▸ EXERCISE PASSAGE
[Start of section]

In light of some statements by thoughtless church leaders and religious fanatics I want to suggest to you quite clearly and firmly that the tsunami 2004 is not an act of God punishing the world for its materialism, violence and selfishness. It is not an act of God, sparing many Christians, but judging the Moslem and Hindu and Buddhist world. It is not an act of God issuing judgment on the sex trade in Thailand or the social strife in Sri Lanka or the military regime in Myanmar.
God’s power is not like our desire to move and shake the world. For Christians, God’s almighty power is the power of love. In each situation it seeks to save what is lost, liberate what is in chains, heal what is broken and lift up those who have become tired. God is a burden carrier. And it belongs to the miracles of grace that God gives us the opportunity and privilege to help in the work of solidarity, compassion and restoration.
The tsunami is not an act of God. It is a natural disaster. With all its terrible and catastrophic consequences, it was predictable and it is explainable. It has to do with plate tectonics. Continental plates grinding against each other, producing earthquakes and sometimes tidal waves. It is a disaster that has a history and such disasters will happen again.
The great earthquake of Lisbon on November 1, 1755 has lived on in the minds of Europeans ever since. 30.000 people and a third of the city were destroyed. Some thought that it was the judgment of God upon Roman Catholics. Others proclaimed that it was the judgment of God upon Portugal for being too tolerant to Protestants. “God” should not be used to fulfil human desires.

[End of section]

▸ PROVIDED DATA
[Start of section]

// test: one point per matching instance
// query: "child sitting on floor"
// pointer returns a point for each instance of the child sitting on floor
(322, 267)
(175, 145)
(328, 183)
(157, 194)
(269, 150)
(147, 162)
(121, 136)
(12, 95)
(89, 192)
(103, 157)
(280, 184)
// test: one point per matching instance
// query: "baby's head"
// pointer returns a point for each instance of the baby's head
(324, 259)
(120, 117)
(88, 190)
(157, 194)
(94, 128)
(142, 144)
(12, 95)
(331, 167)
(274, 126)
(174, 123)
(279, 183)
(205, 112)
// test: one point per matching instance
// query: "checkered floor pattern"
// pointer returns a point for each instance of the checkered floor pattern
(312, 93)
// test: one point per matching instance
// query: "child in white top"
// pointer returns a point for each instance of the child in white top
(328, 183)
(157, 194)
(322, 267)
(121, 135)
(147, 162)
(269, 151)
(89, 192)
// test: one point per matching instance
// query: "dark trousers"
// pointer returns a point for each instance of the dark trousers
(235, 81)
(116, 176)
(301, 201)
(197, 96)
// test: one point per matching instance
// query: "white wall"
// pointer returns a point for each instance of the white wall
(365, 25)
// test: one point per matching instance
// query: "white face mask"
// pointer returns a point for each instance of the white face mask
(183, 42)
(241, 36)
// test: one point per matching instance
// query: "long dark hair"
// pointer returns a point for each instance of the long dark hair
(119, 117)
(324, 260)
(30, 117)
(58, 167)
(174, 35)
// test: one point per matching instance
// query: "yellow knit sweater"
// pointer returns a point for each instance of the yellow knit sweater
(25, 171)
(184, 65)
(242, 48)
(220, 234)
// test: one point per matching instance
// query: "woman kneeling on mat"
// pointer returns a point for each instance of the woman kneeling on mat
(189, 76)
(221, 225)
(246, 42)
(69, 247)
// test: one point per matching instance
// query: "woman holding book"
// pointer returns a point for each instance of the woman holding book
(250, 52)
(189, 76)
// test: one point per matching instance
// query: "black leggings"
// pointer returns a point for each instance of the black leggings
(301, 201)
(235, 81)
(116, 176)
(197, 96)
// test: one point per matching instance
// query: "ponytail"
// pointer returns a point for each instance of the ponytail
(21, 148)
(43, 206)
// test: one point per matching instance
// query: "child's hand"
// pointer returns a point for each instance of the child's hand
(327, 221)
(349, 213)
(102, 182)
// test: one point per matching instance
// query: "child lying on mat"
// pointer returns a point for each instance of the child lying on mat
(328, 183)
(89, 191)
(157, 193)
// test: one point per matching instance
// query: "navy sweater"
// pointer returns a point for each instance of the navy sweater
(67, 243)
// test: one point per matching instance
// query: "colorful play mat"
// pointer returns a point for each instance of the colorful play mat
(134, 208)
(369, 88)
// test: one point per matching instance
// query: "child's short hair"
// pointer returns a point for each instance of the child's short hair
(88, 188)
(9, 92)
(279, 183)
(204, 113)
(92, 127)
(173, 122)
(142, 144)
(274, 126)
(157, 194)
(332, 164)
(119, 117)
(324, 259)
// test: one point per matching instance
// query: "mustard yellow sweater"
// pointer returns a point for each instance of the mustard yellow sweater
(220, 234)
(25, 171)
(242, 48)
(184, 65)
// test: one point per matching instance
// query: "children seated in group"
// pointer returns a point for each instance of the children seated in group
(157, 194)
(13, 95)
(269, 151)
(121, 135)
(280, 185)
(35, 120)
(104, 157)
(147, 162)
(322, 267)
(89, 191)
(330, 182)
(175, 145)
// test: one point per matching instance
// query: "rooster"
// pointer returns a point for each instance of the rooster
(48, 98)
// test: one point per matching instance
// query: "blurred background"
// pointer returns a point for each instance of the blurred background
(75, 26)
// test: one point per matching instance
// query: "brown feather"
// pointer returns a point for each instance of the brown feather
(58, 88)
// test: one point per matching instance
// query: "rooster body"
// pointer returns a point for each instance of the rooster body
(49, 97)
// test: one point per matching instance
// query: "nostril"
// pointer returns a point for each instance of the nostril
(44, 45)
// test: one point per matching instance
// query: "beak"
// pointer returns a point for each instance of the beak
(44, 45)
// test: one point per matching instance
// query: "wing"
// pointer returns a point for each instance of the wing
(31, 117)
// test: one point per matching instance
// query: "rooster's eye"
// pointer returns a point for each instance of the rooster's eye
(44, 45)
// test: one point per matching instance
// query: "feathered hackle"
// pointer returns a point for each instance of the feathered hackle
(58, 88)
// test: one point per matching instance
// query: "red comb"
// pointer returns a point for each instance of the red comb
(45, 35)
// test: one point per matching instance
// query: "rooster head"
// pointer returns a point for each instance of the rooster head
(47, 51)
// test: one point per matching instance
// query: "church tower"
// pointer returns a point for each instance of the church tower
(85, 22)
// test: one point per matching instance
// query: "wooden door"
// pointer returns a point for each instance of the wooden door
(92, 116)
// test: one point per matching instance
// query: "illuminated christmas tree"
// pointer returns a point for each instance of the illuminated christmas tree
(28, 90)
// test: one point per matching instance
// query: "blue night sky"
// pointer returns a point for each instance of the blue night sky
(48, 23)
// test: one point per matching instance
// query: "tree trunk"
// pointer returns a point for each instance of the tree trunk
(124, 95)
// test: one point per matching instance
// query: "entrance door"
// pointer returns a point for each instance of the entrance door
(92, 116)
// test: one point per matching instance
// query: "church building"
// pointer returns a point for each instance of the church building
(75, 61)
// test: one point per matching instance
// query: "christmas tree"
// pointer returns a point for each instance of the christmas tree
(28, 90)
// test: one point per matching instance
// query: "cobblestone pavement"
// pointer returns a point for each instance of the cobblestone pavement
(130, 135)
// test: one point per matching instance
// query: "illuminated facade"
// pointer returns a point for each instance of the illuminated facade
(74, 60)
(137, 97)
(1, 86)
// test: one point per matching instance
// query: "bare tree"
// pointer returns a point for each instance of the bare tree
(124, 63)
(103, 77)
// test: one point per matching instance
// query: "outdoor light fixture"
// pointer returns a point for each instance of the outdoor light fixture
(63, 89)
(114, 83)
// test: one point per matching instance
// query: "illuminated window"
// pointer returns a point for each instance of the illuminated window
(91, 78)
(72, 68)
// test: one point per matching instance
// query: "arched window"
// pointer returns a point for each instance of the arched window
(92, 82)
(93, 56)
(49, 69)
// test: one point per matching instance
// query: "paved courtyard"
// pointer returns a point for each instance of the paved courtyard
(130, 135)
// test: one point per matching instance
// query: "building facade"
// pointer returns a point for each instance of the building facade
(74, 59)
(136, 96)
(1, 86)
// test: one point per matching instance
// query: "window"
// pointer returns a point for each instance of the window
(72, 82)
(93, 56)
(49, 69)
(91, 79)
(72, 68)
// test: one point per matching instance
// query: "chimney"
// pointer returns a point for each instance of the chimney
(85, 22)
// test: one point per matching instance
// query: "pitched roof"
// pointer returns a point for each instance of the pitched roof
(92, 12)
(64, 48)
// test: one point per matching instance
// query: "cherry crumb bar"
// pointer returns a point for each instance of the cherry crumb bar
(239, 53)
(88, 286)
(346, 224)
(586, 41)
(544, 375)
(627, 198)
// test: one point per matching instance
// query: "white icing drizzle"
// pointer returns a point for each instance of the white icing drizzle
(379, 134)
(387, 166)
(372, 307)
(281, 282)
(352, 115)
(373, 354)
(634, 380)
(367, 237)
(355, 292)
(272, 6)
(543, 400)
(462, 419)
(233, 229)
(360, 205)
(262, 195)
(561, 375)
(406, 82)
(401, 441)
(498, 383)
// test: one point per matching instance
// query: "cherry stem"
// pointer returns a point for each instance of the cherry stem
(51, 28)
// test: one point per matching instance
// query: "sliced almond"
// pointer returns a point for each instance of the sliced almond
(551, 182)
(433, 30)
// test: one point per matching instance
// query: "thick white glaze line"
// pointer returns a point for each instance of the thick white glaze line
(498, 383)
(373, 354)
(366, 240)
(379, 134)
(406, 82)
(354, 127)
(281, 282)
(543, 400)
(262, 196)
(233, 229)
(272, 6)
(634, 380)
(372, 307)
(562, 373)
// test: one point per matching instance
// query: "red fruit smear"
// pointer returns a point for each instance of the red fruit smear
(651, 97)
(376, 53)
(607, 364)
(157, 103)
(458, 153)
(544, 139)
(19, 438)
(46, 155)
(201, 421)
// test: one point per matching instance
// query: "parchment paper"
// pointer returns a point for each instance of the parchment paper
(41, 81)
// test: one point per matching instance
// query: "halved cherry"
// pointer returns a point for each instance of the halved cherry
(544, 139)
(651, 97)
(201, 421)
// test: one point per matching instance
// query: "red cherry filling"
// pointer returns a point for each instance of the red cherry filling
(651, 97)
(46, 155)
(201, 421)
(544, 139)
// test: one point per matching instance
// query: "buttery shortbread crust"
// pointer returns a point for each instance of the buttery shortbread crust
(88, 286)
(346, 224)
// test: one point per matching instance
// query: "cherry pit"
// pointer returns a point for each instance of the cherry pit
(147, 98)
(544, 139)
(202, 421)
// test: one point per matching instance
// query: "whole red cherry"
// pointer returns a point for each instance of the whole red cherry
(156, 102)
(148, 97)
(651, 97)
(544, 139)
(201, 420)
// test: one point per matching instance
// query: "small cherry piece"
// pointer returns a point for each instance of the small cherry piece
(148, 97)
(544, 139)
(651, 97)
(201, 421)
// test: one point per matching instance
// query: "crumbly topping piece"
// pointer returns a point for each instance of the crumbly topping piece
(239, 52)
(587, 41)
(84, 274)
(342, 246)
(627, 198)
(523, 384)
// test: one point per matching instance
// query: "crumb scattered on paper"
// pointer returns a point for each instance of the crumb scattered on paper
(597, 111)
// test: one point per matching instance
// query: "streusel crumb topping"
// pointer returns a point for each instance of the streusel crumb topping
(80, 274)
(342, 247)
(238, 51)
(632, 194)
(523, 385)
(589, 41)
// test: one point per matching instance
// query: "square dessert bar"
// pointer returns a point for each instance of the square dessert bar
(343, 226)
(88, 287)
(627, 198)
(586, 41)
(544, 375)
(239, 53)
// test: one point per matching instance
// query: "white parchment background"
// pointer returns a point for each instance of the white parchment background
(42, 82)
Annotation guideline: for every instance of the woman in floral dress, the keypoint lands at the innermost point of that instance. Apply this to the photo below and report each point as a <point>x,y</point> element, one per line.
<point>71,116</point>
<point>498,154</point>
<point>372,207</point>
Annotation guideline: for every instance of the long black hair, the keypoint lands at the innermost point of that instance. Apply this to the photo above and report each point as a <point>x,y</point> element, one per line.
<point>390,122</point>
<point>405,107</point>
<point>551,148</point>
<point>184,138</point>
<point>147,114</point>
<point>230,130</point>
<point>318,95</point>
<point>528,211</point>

[End of section]

▸ WHAT IS NEEDED
Reproduce word for word the part of the text on the 2004 tsunami starting at "God’s power is" and ending at "will happen again.".

▸ EXERCISE SOLUTION
God’s power is not like our desire to move and shake the world. For Christians, God’s almighty power is the power of love. In each situation it seeks to save what is lost, liberate what is in chains, heal what is broken and lift up those who have become tired. God is a burden carrier. And it belongs to the miracles of grace that God gives us the opportunity and privilege to help in the work of solidarity, compassion and restoration.
The tsunami is not an act of God. It is a natural disaster. With all its terrible and catastrophic consequences, it was predictable and it is explainable. It has to do with plate tectonics. Continental plates grinding against each other, producing earthquakes and sometimes tidal waves. It is a disaster that has a history and such disasters will happen again.